What to produce:
Render all of the following material as a two-column CSV headed text and answer, with one row per labeling line. Put each labeling line in the text field and the bounding boxes listed under it in the answer field, quoting every field and replacing line breaks with spaces.

Stored records:
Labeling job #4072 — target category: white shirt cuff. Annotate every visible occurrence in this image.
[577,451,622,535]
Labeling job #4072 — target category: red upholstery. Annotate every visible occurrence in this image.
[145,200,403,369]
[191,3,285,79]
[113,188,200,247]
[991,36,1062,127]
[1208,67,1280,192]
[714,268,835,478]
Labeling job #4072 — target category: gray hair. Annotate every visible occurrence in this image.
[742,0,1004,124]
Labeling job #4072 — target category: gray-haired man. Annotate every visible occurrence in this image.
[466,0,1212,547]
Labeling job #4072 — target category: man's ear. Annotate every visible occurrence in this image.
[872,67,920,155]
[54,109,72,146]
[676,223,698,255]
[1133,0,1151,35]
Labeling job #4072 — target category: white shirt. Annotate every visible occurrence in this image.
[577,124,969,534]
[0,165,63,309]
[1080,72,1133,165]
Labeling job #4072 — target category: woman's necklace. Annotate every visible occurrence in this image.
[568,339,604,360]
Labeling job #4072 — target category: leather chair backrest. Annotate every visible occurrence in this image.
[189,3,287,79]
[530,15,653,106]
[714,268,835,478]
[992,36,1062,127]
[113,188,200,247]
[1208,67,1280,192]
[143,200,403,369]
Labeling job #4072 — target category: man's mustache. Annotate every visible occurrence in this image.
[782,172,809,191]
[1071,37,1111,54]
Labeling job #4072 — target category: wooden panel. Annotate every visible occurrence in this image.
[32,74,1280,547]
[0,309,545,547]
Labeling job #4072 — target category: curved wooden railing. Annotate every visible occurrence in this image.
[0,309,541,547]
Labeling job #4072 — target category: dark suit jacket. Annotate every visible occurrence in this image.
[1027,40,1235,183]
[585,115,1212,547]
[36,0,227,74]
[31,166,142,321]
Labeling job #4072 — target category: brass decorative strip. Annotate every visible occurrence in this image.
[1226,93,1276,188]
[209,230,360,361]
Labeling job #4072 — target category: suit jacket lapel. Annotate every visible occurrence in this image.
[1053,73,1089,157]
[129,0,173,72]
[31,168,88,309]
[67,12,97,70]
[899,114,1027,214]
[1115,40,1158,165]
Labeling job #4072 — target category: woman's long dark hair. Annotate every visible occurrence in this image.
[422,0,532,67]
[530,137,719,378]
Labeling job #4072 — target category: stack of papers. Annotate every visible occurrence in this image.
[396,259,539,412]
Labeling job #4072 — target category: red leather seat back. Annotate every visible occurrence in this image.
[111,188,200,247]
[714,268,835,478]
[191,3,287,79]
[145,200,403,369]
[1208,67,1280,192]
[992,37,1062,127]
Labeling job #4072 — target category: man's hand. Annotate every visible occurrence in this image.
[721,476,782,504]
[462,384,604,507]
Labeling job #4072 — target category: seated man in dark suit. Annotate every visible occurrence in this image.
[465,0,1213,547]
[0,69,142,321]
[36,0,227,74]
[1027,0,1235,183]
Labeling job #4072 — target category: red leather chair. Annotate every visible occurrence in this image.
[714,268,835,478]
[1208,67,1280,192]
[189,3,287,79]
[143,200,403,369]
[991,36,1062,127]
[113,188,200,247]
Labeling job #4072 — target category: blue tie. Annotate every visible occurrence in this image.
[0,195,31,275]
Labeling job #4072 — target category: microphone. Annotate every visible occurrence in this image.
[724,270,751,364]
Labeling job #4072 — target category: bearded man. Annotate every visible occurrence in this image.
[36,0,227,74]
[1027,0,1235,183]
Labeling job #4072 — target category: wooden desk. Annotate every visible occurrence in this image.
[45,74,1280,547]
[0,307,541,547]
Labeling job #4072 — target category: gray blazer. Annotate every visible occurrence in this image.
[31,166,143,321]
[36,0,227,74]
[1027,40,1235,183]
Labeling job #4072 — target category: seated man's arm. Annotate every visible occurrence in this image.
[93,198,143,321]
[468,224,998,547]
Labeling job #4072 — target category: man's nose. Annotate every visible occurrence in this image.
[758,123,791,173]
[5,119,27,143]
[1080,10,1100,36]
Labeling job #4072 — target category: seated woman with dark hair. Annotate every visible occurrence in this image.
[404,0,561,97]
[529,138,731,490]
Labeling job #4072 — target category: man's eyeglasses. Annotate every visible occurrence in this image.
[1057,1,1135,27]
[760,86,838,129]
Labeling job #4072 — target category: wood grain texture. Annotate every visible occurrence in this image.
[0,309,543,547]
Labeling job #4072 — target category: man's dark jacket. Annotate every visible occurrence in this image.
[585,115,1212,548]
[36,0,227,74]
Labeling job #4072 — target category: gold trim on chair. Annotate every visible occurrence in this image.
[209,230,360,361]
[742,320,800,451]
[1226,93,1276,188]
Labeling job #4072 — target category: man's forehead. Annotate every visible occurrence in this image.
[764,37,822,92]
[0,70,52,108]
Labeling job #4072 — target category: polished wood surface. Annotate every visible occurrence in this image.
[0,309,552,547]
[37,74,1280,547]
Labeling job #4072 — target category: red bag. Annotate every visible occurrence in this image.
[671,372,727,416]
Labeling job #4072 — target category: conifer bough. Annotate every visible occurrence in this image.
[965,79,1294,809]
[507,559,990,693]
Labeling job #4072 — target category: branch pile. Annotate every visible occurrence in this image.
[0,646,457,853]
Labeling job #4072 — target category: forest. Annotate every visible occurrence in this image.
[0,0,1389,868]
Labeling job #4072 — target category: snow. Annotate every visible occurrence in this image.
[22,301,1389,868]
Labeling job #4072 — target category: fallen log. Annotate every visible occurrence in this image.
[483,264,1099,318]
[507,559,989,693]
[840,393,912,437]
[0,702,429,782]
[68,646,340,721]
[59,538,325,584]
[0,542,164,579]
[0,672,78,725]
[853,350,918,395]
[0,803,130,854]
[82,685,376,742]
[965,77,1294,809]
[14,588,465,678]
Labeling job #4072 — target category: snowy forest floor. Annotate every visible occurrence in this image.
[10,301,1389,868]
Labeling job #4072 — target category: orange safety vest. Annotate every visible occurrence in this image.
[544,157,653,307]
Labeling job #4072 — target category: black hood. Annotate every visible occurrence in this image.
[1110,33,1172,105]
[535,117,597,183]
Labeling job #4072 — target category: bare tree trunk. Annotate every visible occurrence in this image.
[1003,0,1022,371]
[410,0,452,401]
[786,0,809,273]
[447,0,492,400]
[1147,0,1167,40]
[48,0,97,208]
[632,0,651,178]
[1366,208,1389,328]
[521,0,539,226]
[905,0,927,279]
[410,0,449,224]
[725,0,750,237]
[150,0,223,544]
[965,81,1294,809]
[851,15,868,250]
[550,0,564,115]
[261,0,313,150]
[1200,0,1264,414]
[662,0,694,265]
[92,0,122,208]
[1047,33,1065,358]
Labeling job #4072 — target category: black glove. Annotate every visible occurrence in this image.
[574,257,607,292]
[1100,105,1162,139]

Written solution:
text,answer
"Labeling job #4072 — target category: white shirt cuff. Annotate every visible occurrence in this image.","[577,451,622,535]"
"Labeling job #4072 — target category: red upholstery. Annotate every visible occurrence in this image.","[145,200,403,369] [191,3,285,79] [113,188,200,247] [991,36,1062,127] [1208,67,1280,192] [714,268,835,478]"
"Labeling job #4072 — target category: gray hair. Annotate every visible occurrence in this image.","[742,0,1004,124]"
"Labeling job #4072 — target category: gray-haired man. Annotate every visible occurrence in this image.","[466,0,1212,547]"
"Labeling job #4072 — target category: man's ear. Annotate every visible occurrence in this image.","[872,67,920,155] [54,109,72,146] [676,223,698,255] [1133,0,1151,35]"
"Labeling job #4072 — target category: white shirt. Annotate every visible occurrence in this image.","[577,124,969,534] [0,165,63,309] [1080,72,1133,165]"
"Labeling job #4072 — target category: woman's necklace. Annotate every visible occurrence in this image.","[568,339,604,360]"
"Labeling job #4072 — target category: leather chair backrest. Annotate every visible occurrence in this image.","[189,3,287,79] [530,15,653,106] [714,268,835,478] [992,36,1062,127] [113,188,200,247] [1208,67,1280,192] [143,200,403,369]"
"Labeling job #4072 — target category: man's mustache. Annotate every visible occurrence in this image.","[782,172,809,191] [1071,37,1111,54]"
"Labeling job #4072 — target category: wooden panel. Annotate every visible occurrence in this image.","[32,74,1280,547] [0,309,545,547]"
"Labeling job #4072 — target category: curved wooden railing. Annotate every visible occurrence in this image.","[0,309,541,547]"
"Labeling job #4072 — target category: dark suit jacket. Annotate every visible occurrence in this image.","[1027,40,1235,183] [585,115,1212,547] [36,0,227,74] [31,166,142,321]"
"Labeling job #4072 — target category: brass decorative strip. Annotate every visible occurrence in this image.","[1226,93,1276,188] [209,230,360,361]"
"Labeling job #4072 — target category: suit jacket lapel. Annotate every visible occurrence in this image.","[1053,73,1089,157] [129,0,173,72] [31,168,88,309] [67,12,97,70] [899,114,1027,214] [1115,40,1158,165]"
"Labeling job #4072 — target category: woman's long dark hair. Annotate every visible occurrence in this image.","[422,0,532,67] [530,137,719,378]"
"Labeling job #4072 — target category: stack of papers. Annotate every visible occurrence in this image.","[396,259,539,412]"
"Labeling job #4072 — target category: red leather seat back. Annotate every visible occurrence in this image.","[111,188,200,247] [714,268,835,478] [191,3,287,79] [145,200,403,369] [1208,67,1280,192] [992,37,1062,127]"
"Labeling job #4072 — target category: man's hand. Annotate every visible occurrence in this image.","[721,476,782,504] [462,384,604,507]"
"Labeling job #4072 — target category: seated man in dark suit. Annotate every visible occurrence in this image.","[465,0,1213,547] [0,69,142,321] [36,0,227,74] [1027,0,1235,183]"
"Labeling job #4072 — target category: red leather chair. Annotate every visible occurrence in this image.","[714,268,835,478] [1208,67,1280,192] [189,3,287,79] [143,200,403,369] [991,36,1062,127] [113,188,200,247]"
"Labeling job #4072 — target category: blue tie. Annotate every visible occurrence in this image.","[0,195,31,275]"
"Labeling job #4072 — target category: microphone. Annotate every visible occurrence in this image.","[724,270,751,364]"
"Labeling job #4072 — target category: bearded man. Annotate every visible occurrence in this image.","[36,0,227,74] [1027,0,1235,183]"
"Labeling job #4072 — target category: wooden desk. Annotate every visible occurrence in this image.","[45,74,1280,547] [0,307,541,547]"
"Labeling job #4072 — target category: gray blazer. Annotate every visible occurrence in this image.","[31,166,143,321] [36,0,227,74] [1027,40,1235,183]"
"Labeling job #4072 — target category: seated man's arm. Annotate every visible occurrence in this image.","[93,198,143,321] [468,224,998,547]"
"Labeling job #4072 — target category: man's nose. Annotate every visible occurrence in this image.","[758,123,791,173] [5,119,27,143] [1080,10,1100,36]"
"Labeling job #4072 — target category: seated woman with dark hair. Annotate every visible occurrence in this image.","[404,0,561,97] [529,138,731,490]"
"Labeling job #4072 — target category: man's eyeglasses. Annotate every visible occurrence in this image.","[1057,1,1135,27] [760,86,838,129]"
"Labeling job #4072 — target category: wood grain texture. Annotate every visible occurrence in this image.","[0,309,543,547]"
"Labeling job #4072 — target category: man's dark jacket. Annotate every visible occurrence in this image.","[585,115,1212,548] [36,0,227,74]"
"Labeling job #4072 — target category: gold trim on chair. Annotate every visible occurrence in this image.","[209,230,360,361] [742,320,800,451] [1226,93,1276,188]"
"Labeling job #4072 — target category: man's forehead. Annotate every visible occurrence in this image.","[764,37,822,92] [0,70,52,108]"
"Labeling job #4072 — target category: polished wood surface. Annotate every visible occurrence in this image.","[0,309,552,547] [37,74,1280,547]"
"Labeling job #4072 — target category: red bag. Annotate every visible occurrence in this image.","[671,372,727,416]"
"Labeling job #4072 — target category: conifer bough. Annotate every visible occurrence in this image.","[965,79,1294,809] [507,559,990,693]"
"Labeling job #4072 — target category: branch pile. Annotate every visible occurrence in this image.","[0,646,457,853]"
"Labeling job #4072 — target category: forest. Annotate every visible occurrence in this image.","[0,0,1389,868]"
"Labeling job #4072 — target category: snow. Annotate every visible occurrence in this image.","[22,301,1389,868]"
"Labeling job #4072 — target category: fallen log. Annotate every visible occurrence in this image.","[483,264,1099,318] [507,559,989,693] [840,393,912,437] [0,702,429,782] [68,646,340,721] [59,538,325,584] [0,542,164,579] [0,672,78,725] [853,350,918,395] [0,803,130,854] [82,685,376,742] [965,77,1294,809] [14,588,465,678]"
"Labeling job #4072 — target category: snowy forest floor. Annotate every visible occurrence in this image.","[10,301,1389,868]"
"Labeling job #4072 — target category: orange safety vest. Annotate every visible occurrence in this image.","[544,157,653,307]"
"Labeling job #4072 — target category: black hood. Annotate every visible occurrence in this image.","[1110,33,1172,105] [535,117,597,183]"
"Labeling job #4072 — target category: bare tree trunk. Annotate every visible occurrence in this image.","[1003,0,1022,371] [410,0,452,401] [786,0,809,273] [447,0,492,400] [1147,0,1167,40] [48,0,97,208] [632,0,651,178] [1366,208,1389,328] [521,0,539,226] [905,0,927,279] [410,0,449,224] [725,0,750,237] [150,0,223,544] [965,81,1294,809] [851,15,868,250] [550,0,564,115] [261,0,313,150] [1200,0,1264,414] [662,0,694,265] [92,0,122,208] [1047,33,1065,358]"
"Labeling job #4072 — target category: black glove. Annotate every visible occurrence in this image.","[574,257,607,292] [1100,105,1162,139]"